● 課題 A: 感想文によると、この本の装丁を手がけたのは誰か。
● 課題 B: 感想文から、「こういう広く面積をガバッととるショッピングモールって、」を含む箇所で始まり「根っこが違ふんだなあ、と思ったのを覚えてます。」で終わる部分を、一字一句そのまま書き写してください。
● 課題 C:
次の各文が感想文の内容と合っているかどうかを「はい」か「いいえ」で答え、判断の決め手となる本文の語句をそのまま引用してください。
(i) 筆者は、日本ではこうしたショッピングモールは今世紀になってからの発想のように思うと書いている。
(ii) 筆者によると、香港にもこうしたショッピングモールがたくさんある。
(iii) 手品グッズを売る乞食マジシャンが、連作を貫くトリックスターだとされている。

『歩道橋の魔術師』 (エクス・リブリス)読了

http://www.hakusuisha.co.jp/book/b206385.html
なぜかはまぞうのアマゾン商品の検索がアレになってたので、楽天白水社公式*1
これも台湾カルチャーミーティング*2で紹介されてた本。
装丁 緒方修一 カバー写真提供 中華民國外交部(!)
上記表紙写真松下電器の看板のある、台北の、いまは亡き商場を舞台にした、連作です。
こういう広く面積をガバッととるショッピングモールって、
日本では今世紀になってからの発想のように思います。ビエリ守山とか。
台湾は島なのに、台北にはこんなのがいっぱいあって(香港にはない)、
(クーロン城は上に建ぺいがアレで、タテヨコじゃない)
北京でも王府井とか'90年代に再開発する際、当たり前のようにこんなん作って。
根っこが違ふんだなあ、と思ったのを覚えてます。
https://upload.wikimedia.org/wikipedia/zh/thumb/6/66/%E4%B8%AD%E8%8F%AF%E5%95%86%E5%A0%B406.jpg/250px-%E4%B8%AD%E8%8F%AF%E5%95%86%E5%A0%B406.jpg
https://zh.wikipedia.org/wiki/%E4%B8%AD%E8%8F%AF%E5%95%86%E5%A0%B4
こういう歩道橋が商場の建屋間にあって、そこに地べたの物売りたちがいて、
その中の、手品グッズを売る乞食マジシャンが連作を串ぬくトリックスターとの由。

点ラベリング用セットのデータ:
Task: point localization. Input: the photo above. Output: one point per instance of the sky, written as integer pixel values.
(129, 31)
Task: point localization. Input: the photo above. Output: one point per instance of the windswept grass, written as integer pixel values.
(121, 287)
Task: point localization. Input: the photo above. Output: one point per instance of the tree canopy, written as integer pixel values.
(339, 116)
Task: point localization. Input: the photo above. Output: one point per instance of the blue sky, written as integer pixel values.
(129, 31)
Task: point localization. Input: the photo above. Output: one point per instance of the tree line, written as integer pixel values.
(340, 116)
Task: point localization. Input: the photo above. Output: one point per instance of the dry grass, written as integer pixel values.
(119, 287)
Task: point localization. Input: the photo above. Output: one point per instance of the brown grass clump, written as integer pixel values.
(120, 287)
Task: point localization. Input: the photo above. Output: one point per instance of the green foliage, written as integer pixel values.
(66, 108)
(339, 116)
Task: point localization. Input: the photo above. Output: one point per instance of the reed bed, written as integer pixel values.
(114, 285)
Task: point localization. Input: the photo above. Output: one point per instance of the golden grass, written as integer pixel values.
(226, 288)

==

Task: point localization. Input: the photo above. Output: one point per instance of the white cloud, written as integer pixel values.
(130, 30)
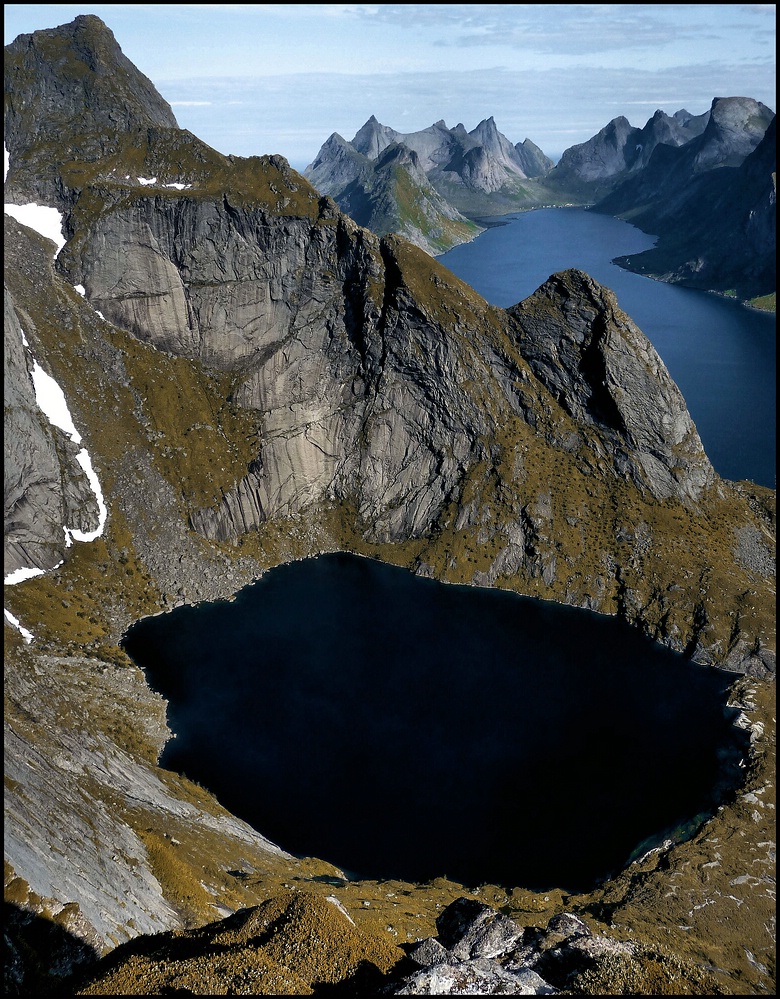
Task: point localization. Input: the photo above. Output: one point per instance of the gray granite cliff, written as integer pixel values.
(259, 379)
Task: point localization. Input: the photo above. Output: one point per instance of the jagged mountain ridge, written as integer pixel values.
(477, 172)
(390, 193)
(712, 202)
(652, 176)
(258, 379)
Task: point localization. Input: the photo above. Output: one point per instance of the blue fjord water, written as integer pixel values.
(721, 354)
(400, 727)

● 完全な解答 A: 緒方修一です。

● 完全な解答 B:
こういう広く面積をガバッととるショッピングモールって、
日本では今世紀になってからの発想のように思います。ビエリ守山とか。
台湾は島なのに、台北にはこんなのがいっぱいあって(香港にはない)、
(クーロン城は上に建ぺいがアレで、タテヨコじゃない)
北京でも王府井とか'90年代に再開発する際、当たり前のようにこんなん作って。
根っこが違ふんだなあ、と思ったのを覚えてます。

● 完全な解答 C:
(i) はい。「日本では今世紀になってからの発想のように思います。」
(ii) いいえ。「(香港にはない)」
(iii) はい。「手品グッズを売る乞食マジシャンが連作を串ぬくトリックスターとの由」